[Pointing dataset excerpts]
##############################
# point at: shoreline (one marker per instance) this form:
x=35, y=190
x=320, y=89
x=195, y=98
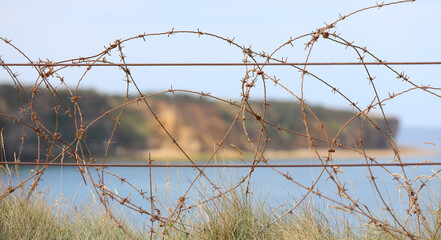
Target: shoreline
x=167, y=155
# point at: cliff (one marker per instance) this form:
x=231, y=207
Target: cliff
x=198, y=125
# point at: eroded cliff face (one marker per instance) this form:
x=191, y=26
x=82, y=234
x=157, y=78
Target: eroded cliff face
x=197, y=126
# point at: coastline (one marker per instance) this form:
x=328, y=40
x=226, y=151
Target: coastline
x=167, y=155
##############################
§ **SET EXERCISE**: Output every line of the records above as a numbered list, omitting blank lines and leaving the pictures out.

§ **ANSWER BELOW**:
1. # point at: shoreline (one marker per instance) this form:
2. x=35, y=190
3. x=320, y=89
4. x=195, y=98
5. Target: shoreline
6. x=167, y=155
7. # point at: cliff (one marker per instance) this form:
8. x=231, y=207
9. Target: cliff
10. x=198, y=125
11. # point at: eroded cliff face (one marker per instance) this form:
12. x=191, y=26
13. x=82, y=234
14. x=157, y=78
15. Target: eroded cliff face
16. x=197, y=126
17. # point at: coastline (one marker per instance) this form:
18. x=328, y=40
19. x=226, y=151
20. Target: coastline
21. x=167, y=155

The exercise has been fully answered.